● WORK REQUIRED: Skipping all images, output the listing word for word.

------------------------------------------------------------

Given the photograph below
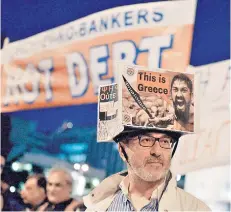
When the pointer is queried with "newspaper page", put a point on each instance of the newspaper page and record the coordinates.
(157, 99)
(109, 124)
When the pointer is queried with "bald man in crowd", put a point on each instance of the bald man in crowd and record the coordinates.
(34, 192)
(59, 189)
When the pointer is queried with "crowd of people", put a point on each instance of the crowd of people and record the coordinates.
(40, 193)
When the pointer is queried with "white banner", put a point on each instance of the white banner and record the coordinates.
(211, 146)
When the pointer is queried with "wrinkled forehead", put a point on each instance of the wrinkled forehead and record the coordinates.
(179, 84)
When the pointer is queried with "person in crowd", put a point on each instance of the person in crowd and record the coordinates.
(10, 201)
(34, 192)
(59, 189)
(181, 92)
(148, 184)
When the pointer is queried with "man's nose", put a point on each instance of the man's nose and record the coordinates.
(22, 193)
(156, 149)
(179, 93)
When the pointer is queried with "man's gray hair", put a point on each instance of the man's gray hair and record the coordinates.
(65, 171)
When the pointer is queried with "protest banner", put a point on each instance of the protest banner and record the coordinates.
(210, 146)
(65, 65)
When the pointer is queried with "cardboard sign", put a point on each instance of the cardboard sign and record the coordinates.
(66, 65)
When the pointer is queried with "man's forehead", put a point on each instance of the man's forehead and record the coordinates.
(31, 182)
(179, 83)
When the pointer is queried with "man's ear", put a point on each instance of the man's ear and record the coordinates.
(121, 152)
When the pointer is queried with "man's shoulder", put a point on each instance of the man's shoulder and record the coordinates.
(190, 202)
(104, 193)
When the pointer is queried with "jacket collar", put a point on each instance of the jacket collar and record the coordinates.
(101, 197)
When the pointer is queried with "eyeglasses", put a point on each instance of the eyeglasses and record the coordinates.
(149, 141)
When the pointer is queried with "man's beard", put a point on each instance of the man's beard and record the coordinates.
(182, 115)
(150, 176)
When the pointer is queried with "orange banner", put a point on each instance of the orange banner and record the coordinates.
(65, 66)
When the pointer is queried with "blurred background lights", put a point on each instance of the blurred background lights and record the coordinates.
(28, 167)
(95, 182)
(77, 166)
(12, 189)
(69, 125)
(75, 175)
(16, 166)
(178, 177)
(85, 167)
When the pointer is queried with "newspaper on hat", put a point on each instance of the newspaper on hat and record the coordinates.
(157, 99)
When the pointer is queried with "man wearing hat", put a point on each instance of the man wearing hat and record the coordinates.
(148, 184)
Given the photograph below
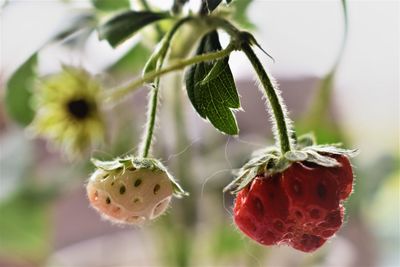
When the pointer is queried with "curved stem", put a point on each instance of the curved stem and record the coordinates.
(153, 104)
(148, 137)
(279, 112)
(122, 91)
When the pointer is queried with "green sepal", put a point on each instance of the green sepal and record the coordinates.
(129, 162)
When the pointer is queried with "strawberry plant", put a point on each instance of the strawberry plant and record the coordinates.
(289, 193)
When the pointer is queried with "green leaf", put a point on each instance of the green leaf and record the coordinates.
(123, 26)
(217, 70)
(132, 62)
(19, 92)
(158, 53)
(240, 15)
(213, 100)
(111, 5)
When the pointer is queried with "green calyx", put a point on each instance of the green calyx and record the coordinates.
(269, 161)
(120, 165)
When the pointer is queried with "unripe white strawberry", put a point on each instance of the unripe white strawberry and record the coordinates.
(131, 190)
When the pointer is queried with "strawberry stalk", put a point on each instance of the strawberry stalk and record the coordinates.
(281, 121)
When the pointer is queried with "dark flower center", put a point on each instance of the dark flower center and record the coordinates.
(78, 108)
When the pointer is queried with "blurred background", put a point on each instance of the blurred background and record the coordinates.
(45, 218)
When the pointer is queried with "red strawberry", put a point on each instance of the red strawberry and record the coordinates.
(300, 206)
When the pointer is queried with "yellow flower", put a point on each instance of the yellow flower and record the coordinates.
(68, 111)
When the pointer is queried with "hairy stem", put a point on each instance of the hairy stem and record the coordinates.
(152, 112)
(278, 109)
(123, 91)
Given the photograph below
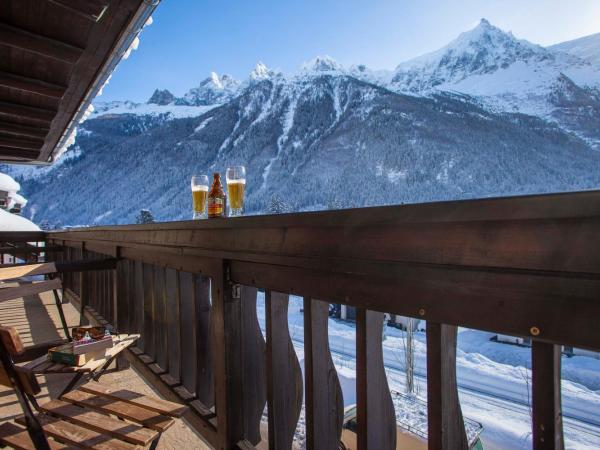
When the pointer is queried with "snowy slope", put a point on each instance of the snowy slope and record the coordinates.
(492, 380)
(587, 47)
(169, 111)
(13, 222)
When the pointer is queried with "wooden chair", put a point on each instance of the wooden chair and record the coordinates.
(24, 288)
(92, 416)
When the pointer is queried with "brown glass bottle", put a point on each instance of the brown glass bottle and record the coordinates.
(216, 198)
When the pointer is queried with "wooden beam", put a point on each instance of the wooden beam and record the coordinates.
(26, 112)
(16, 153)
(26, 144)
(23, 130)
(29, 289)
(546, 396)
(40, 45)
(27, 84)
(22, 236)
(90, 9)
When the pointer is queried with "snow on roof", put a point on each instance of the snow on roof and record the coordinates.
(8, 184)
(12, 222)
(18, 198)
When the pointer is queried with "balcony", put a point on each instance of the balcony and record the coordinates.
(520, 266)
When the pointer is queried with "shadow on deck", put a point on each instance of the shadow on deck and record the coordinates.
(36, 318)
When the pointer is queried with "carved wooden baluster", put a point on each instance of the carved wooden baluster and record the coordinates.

------------------------------------------------------------

● SOLUTION BELOW:
Given the photograph below
When the pointer is queried with "newspaper page", put a point on each instance of the newspaper page and record the coordinates.
(157, 99)
(109, 124)
When the pointer is queried with "bald man in crowd", put a point on each instance of the bald man in crowd and record the coordinates.
(34, 192)
(59, 189)
When the pointer is queried with "crowd of people", put a point on each instance of the crowd of people and record the coordinates.
(40, 193)
When the pointer is queried with "white banner", put a point on each instance of the white banner and record the coordinates.
(211, 146)
When the pointer is queried with "wrinkled forehead", put a point on each instance of the wrinkled forehead and record the coordinates.
(179, 84)
When the pointer is queried with "person in crowd", put a point on each instance of the person in crowd and record the coordinates.
(10, 201)
(34, 192)
(59, 189)
(181, 92)
(148, 184)
When the pointer is queried with "man's nose", put a point on each instance of the man's nose and record the coordinates.
(22, 193)
(156, 149)
(179, 93)
When the pointer is queried with "man's gray hair", put a point on each instance of the man's gray hair and record the coordinates.
(65, 171)
When the pointer is queried with "protest banner", put a point on each instance of the protest banner and record the coordinates.
(210, 146)
(65, 65)
When the pointer is queried with "cardboard sign", put a point on each instance of the cardboard sign and record the coordinates.
(66, 65)
When the pointer is queried with "man's forehead", put a point on each instance of the man's forehead and record the coordinates.
(31, 182)
(179, 83)
When the pointer is queried with "man's ear", put a point on each instance of the man's ear and record the coordinates.
(121, 152)
When the pointer is queried with "man's shoulder", put a point on each instance of the man's shoulder and record the coordinates.
(190, 202)
(104, 193)
When the pointer is queried with "jacket collar", put a point on each instance of the jacket collar and record the coordinates.
(101, 197)
When the pointer is queried with "eyeglasses", put a point on each instance of the eyeglasses and record the coordinates.
(149, 141)
When the pointer is queried with "man's beard", put a point on each instance of the man's beard and record the coordinates.
(182, 115)
(150, 176)
When the pointer is queried with "orange banner", put a point on each instance of the orange banner and record the coordinates.
(65, 66)
When the pointer is queried with "blurred background lights", put a point on each instance of the blurred background lights and record the coordinates.
(28, 167)
(95, 182)
(77, 166)
(12, 189)
(69, 125)
(75, 175)
(16, 166)
(178, 177)
(85, 167)
When the pointer is queried with "newspaper on hat", put a point on each instance of the newspaper on hat and record the coordinates.
(157, 99)
When the pointer is queried with "man wearing hat", put a point on each instance of the man wearing hat and record the coordinates.
(148, 184)
Given the photograph below
When the pointer is queried with "curved stem", put a point on each instance of the curved stem and record the coordinates.
(153, 104)
(148, 137)
(279, 112)
(122, 91)
When the pointer is queried with "green sepal", put a point on each instance of the green sepal and record the coordinates.
(129, 162)
When the pointer is queried with "strawberry plant", put a point on each instance of the strawberry plant and record the coordinates.
(289, 193)
When the pointer is queried with "green leaf", put a point on each instance of the green leaf and record the coordinates.
(123, 26)
(217, 70)
(132, 62)
(19, 92)
(158, 53)
(240, 15)
(213, 100)
(111, 5)
When the pointer is queried with "green calyx", put a point on each instance of the green calyx and record the coordinates.
(269, 161)
(120, 165)
When the pointer is queried with "unripe white strawberry", put a point on each instance of the unripe white strawberry and record the coordinates.
(131, 190)
When the pointer is queried with "strawberry stalk", put a point on each instance of the strawberry stalk and record the coordinates.
(281, 121)
When the pointer is queried with "dark flower center", put a point on each instance of the dark flower center and record the coordinates.
(78, 108)
When the pointer is queried with "blurred background", put a point on each instance of the blurred background and record the coordinates.
(45, 218)
When the pointer is queried with "red strawberry", put a point on each instance of the red strawberry and record the coordinates.
(300, 206)
When the pointer is queried with "yellow flower", put a point on each instance of the yellow flower and record the coordinates.
(68, 111)
When the pointer is queried with "hairy stem", put a point on each instance of the hairy stem and record the coordinates.
(152, 112)
(278, 109)
(123, 91)
Given the photograph below
When the pointer is queried with "snowy slope", put a point on each instance of the snowy slope and record the coordinates.
(492, 380)
(587, 47)
(169, 111)
(13, 222)
When the pointer is queried with "wooden chair", put a point on each instance of the wooden chair and record the coordinates.
(24, 288)
(92, 416)
When the pointer is queried with "brown glass bottle", put a point on each instance of the brown glass bottle and record the coordinates.
(216, 198)
When the pointer is queried with "wooden beam", put a point on each instance of the wooden beam and record the coordinates.
(26, 112)
(16, 153)
(26, 144)
(23, 130)
(29, 289)
(546, 396)
(40, 45)
(27, 84)
(22, 236)
(90, 9)
When the pointer is queried with "snow on roof", put a point on each instance of the snow on roof and record the coordinates.
(8, 184)
(12, 222)
(18, 198)
When the pointer is queried with "balcony", put a point on each instance of the balcony and record the coordinates.
(520, 266)
When the pointer is queried with "shadow on deck", put a point on each instance of the shadow on deck and record the coordinates.
(36, 318)
When the pointer is queried with "carved wooden baluster", put a point on each instance of the carved wooden baluster and record the coordinates.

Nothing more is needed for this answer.